Exercise
Copy out every row below word for word, but leave out the pictures.
** start **
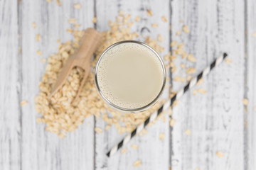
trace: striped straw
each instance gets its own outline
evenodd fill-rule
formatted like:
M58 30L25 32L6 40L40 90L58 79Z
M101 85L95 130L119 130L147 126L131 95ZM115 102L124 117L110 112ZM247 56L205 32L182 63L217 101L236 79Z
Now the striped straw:
M209 74L215 67L220 64L223 60L228 56L227 53L223 53L220 57L215 59L210 65L208 65L203 72L201 72L197 76L191 79L183 88L182 88L177 94L174 95L171 99L168 100L164 105L161 106L157 110L154 111L143 123L137 126L132 133L127 135L121 142L112 147L107 153L107 157L112 156L116 153L123 145L129 142L132 137L142 131L149 122L152 122L159 116L163 110L166 110L169 107L171 106L175 101L179 99L188 89L194 86L196 83L203 77Z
** end **
Response to this task
trace: striped straw
each instance gets its own outline
evenodd fill-rule
formatted like:
M58 30L25 32L6 40L40 90L58 79Z
M101 85L95 130L119 130L147 126L131 95ZM115 102L124 117L110 112ZM247 56L205 32L182 63L217 101L236 79Z
Now the striped straw:
M209 74L215 67L220 64L223 60L228 56L227 53L223 53L220 57L215 59L210 65L208 65L203 72L201 72L197 76L191 79L183 88L182 88L177 94L174 95L171 99L168 100L164 105L161 106L157 110L154 111L143 123L137 126L132 133L127 135L121 142L112 147L107 153L107 157L112 156L116 153L123 145L129 142L132 137L142 131L149 122L152 122L159 116L163 110L166 110L169 107L171 106L175 101L179 99L188 89L194 86L196 83L203 77Z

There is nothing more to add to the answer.